-- What is being asked --
Reproduce the records in full. Alter nothing.

-- Dataset excerpts --

- Opening Delimiter -

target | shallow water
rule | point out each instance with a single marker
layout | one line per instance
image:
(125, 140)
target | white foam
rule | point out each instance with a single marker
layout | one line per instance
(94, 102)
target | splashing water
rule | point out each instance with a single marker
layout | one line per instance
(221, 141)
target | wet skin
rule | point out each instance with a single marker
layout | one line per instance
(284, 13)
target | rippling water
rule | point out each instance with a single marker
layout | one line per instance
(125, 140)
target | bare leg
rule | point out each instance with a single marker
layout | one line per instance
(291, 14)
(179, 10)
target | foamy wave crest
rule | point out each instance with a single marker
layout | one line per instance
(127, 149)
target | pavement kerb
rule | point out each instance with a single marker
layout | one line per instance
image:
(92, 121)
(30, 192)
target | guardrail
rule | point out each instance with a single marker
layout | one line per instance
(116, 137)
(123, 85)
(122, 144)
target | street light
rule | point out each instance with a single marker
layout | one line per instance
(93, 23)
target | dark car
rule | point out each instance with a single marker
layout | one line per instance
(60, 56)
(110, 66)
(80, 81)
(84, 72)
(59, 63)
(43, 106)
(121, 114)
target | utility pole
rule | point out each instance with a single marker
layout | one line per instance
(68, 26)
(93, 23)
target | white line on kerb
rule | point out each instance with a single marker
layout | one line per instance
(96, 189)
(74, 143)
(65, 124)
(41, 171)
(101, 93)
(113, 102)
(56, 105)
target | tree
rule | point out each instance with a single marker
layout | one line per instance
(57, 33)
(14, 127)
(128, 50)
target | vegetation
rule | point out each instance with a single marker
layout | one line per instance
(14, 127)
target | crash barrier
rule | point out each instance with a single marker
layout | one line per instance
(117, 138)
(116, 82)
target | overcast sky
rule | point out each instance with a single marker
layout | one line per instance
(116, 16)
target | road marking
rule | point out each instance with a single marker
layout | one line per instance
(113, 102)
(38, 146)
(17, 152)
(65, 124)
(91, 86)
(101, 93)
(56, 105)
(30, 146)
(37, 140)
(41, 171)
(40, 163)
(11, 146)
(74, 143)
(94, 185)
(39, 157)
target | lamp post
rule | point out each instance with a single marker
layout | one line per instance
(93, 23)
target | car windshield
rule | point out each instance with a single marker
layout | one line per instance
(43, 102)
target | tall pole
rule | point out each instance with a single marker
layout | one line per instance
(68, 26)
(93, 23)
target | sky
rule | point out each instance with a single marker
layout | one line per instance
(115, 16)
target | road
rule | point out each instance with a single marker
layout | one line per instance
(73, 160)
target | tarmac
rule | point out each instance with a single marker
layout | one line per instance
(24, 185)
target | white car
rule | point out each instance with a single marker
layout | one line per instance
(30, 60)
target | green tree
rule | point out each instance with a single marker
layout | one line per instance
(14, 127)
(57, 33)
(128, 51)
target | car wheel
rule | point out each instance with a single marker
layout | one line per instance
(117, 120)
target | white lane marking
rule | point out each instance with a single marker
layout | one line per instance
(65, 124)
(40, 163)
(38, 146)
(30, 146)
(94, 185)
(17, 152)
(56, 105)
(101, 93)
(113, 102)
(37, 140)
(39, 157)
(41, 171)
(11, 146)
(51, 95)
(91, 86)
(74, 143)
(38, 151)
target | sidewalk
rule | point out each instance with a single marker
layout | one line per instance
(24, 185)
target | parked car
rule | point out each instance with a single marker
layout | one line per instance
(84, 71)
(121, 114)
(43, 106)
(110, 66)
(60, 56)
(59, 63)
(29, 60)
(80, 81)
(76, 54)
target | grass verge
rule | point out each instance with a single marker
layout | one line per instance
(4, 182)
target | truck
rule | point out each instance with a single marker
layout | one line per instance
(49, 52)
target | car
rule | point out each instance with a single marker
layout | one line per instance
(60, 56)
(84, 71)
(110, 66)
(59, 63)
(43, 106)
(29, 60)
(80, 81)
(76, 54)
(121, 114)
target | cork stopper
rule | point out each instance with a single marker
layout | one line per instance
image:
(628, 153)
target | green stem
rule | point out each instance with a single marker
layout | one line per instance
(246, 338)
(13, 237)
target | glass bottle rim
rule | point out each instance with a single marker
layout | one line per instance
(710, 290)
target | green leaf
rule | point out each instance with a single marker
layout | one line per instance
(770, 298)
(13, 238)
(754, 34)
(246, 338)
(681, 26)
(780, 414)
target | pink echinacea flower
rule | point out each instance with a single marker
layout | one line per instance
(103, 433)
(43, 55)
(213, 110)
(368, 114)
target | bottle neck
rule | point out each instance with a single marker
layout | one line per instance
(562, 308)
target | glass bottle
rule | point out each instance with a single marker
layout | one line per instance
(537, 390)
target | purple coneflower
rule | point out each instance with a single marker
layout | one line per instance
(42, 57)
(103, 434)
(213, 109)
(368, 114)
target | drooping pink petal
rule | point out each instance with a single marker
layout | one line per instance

- Closing Delimiter -

-- Written response --
target | shallow water
rule | point out each instance with a single marker
layout | one line per instance
image:
(125, 140)
target | white foam
rule | point out each instance with a single marker
layout | one line per instance
(94, 102)
target | splashing water
rule | point out each instance with a single marker
layout | one line per instance
(221, 141)
target | wet skin
rule | point out each instance with a single marker
layout | one line per instance
(284, 13)
target | rippling water
rule | point out each instance with a single marker
layout | one line per instance
(125, 140)
target | bare leg
rule | point out each instance with a single marker
layout | one line per instance
(291, 14)
(179, 10)
target | foamy wave crest
rule | point out each instance with a single marker
layout | one line per instance
(127, 149)
target | pavement kerb
rule | point out each instance with a single marker
layout | one line per instance
image:
(92, 121)
(30, 192)
target | guardrail
rule | point out each instance with a single marker
layout | one line per instance
(116, 137)
(123, 85)
(122, 144)
target | street light
rule | point out each instance with a single marker
layout | one line per instance
(93, 23)
target | dark car
rule | point out each instance with a single marker
layout | one line per instance
(60, 56)
(110, 66)
(80, 81)
(84, 72)
(59, 63)
(43, 106)
(121, 114)
target | utility pole
rule | point out each instance with a single marker
layout | one line per instance
(68, 26)
(93, 23)
target | white line on kerb
rule | point out each instance with a single marker
layout | one line per instance
(96, 189)
(74, 143)
(65, 124)
(41, 171)
(101, 93)
(113, 102)
(56, 105)
target | tree
rule | point out each instance with a single marker
layout | one line per instance
(57, 33)
(14, 127)
(128, 50)
target | vegetation
rule | point out each instance with a single marker
layout | one line per instance
(14, 127)
target | crash barrier
rule | point out each instance with a single marker
layout | one line per instance
(117, 138)
(116, 82)
target | overcast sky
rule | point out each instance with a single marker
layout | one line per instance
(116, 16)
target | road marking
rule | point out each instance with a single marker
layout | one line per instance
(113, 102)
(38, 146)
(17, 152)
(65, 124)
(91, 86)
(101, 93)
(56, 105)
(30, 146)
(37, 140)
(41, 171)
(40, 163)
(11, 146)
(74, 143)
(94, 185)
(39, 157)
target | lamp post
rule | point out each instance with a single marker
layout | one line per instance
(93, 23)
target | car windshield
rule | point out each instance with a single marker
layout | one line per instance
(43, 102)
target | tall pole
rule | point out each instance with a single marker
layout | one line per instance
(68, 26)
(93, 23)
target | sky
rule | point out each instance with a single marker
layout | one line per instance
(115, 16)
target | road
rule | point out each instance with a single marker
layout | one line per instance
(73, 160)
target | tarmac
rule | point out each instance with a single marker
layout | one line per instance
(24, 185)
target | white car
rule | point out each instance with a single marker
layout | one line per instance
(30, 60)
target | green tree
rule | point out each instance with a single marker
layout | one line per instance
(14, 127)
(57, 33)
(128, 51)
target | car wheel
rule | point out each instance with a single marker
layout | one line per instance
(117, 120)
target | white lane marking
rule | point out each instance with a single marker
layout | one line per instance
(65, 124)
(40, 163)
(38, 146)
(30, 146)
(94, 185)
(17, 152)
(56, 105)
(101, 93)
(113, 102)
(37, 140)
(39, 157)
(41, 171)
(11, 146)
(51, 95)
(91, 86)
(74, 143)
(38, 151)
target | sidewalk
rule | point out each instance with a single marker
layout | one line per instance
(24, 185)
target | parked car
rule | point out each instance with a single marker
layout | one line per instance
(84, 71)
(121, 114)
(43, 106)
(110, 66)
(60, 56)
(59, 63)
(29, 60)
(80, 81)
(76, 54)
target | grass verge
rule | point out each instance with a single marker
layout | one line per instance
(4, 182)
target | truck
rule | point out each instance with a single marker
layout | one line per instance
(49, 52)
target | car
rule | point out each instance with a single marker
layout | one line per instance
(60, 56)
(84, 71)
(110, 66)
(59, 63)
(43, 106)
(29, 60)
(80, 81)
(76, 54)
(121, 114)
target | cork stopper
rule | point out each instance with a single marker
layout | one line per instance
image:
(628, 153)
target | green stem
rule | point out each instance with a single marker
layout | one line per instance
(246, 338)
(13, 237)
target | glass bottle rim
rule | point out each instance with a single marker
layout | one line per instance
(710, 290)
target | green leaf
rule | point out each instance with a single marker
layout | one line per instance
(770, 298)
(13, 238)
(754, 34)
(246, 338)
(681, 26)
(780, 414)
target | pink echinacea flower
rule | point out each instance with a single marker
layout | one line per instance
(103, 433)
(43, 55)
(213, 110)
(368, 114)
target | bottle neck
rule | point out each instance with a single marker
layout | one line per instance
(562, 308)
target | glass bottle
rule | point out each instance with a single marker
layout | one line per instance
(537, 390)
target | purple coneflower
rule | point out each instance with a single marker
layout | one line per instance
(42, 57)
(103, 434)
(213, 109)
(368, 114)
target | drooping pink petal
rule | point out each instance with a single marker
layout | one line per instance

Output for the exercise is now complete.